------ Textauszug
Rheinische Post Duesseldorf Meerbusch
Keime in jedem zweiten Hähnchen
Obwohl das Gesundheitsrisiko bekannt ist, ist die Belastung von Fleisch mit Durchfallerregern im Einzelhandel stark gestiegen. Verbraucherschützer fordern mehr Hygiene in Schlachthöfen.
Gut leben BERLIN Mehr als jede zweite Hähnchen-Frischfleischprobe im deutschen Lebensmitteleinzelhandel ist mit einem Durchfallerreger kontaminiert, der vor allem bei immungeschwächten Menschen zu gefährlichen Erkrankungen führen kann. 51,8 Prozent der Hähnchenfleisch-Proben enthielten 2017 den Durchfallerreger Campylobacter. 2011 waren es erst 31,6 Prozent. Das geht aus der Antwort der Bundesregierung auf eine schriftliche Frage des Grünen-Fraktionschefs Anton Hofreiter hervor.
Demnach fand das Bundesamt für Verbraucherschutz und Lebensmittelsicherheit den Erreger 2017 direkt an den Schlachthöfen sogar bei 78,8 Prozent der Hähnchenproben. 2011 waren es erst 40,9 Prozent.
Der Erreger führt nach Angaben des Robert-Koch-Instituts zu 60.000 bis 70.000 gemeldeten Erkrankungen pro Jahr; die Dunkelziffer ist deutlich höher. Vor allem Kinder, Ältere und Schwangere sind häufig betroffen. Durch Braten und Einfrieren können die Keime abgetötet werden. Ist das Hähnchenfleisch allerdings roh, können schon kleinere Keimkolonien schwere Erkrankungen auslösen. Die Zahlen der Bundesregierung zeigen, dass der Befall mit dem Durchfallerreger deutlich zugenommen hat, obwohl das Gesundheitsrisiko bekannt ist.
------------
### Aufgabenstellung
Setzen Sie den Artikel über Keime in Hähnchenfleisch im Anschluss an seinen letzten Satz fort. Die nachstehenden Zeilen stammen aus einer anderen Quelle als der Artikel.
------ Vorliegendes Material
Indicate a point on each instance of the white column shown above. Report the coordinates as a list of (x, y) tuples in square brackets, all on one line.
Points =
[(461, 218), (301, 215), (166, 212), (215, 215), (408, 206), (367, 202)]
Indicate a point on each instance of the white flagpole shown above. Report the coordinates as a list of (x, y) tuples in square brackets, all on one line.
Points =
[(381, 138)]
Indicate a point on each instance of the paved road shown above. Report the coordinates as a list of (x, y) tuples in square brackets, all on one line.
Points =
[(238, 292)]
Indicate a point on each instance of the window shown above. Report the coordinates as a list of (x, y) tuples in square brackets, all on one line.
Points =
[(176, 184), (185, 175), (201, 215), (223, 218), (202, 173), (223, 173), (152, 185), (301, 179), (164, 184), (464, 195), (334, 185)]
------------
### Lösung
Gründe für die Verbreitung liegen vor allem in den Schlachthöfen. Hier wird Experten zufolge bei Hygienemaßnahmen zu wenig getan. Schnittwerkzeuge werden etwa zu wenig gereinigt. Auf deutschen Schlachthöfen wird im Akkord gearbeitet; die Bezahlung ist schlecht. In der Kühlkette vom Mastbetrieb bis in den Einzelhandel gibt es mitunter Lücken, die zu einer zu starken Erwärmung des Fleisches führen.
„Der Bundesregierung scheint es egal zu sein, dass immer mehr Durchfallerreger im Fleisch zu finden sind und die Zahl der Infektionen steigt. Sie legt ihre schützende Hand lieber über Agrar- und Schlachtindustrie“, kritisierte Hofreiter. Die Regierung müsse für mehr Hygiene auf den Schlachthöfen sorgen. „Dazu gehört, dass sich die Bundesregierung in Brüssel dafür einsetzt, dass die Grenzwerte für Keimbelastung deutlich nachgebessert werden“, forderte Hofreiter.
„Entscheidend ist, dass Schlachthäuser besser kontrolliert und zu verbesserten Hygienemaßnahmen verpflichtet werden“, mahnte Verbraucherschützer-Chef Klaus Müller. Er warnte vor allem vor antibiotikaresistenten Keimen.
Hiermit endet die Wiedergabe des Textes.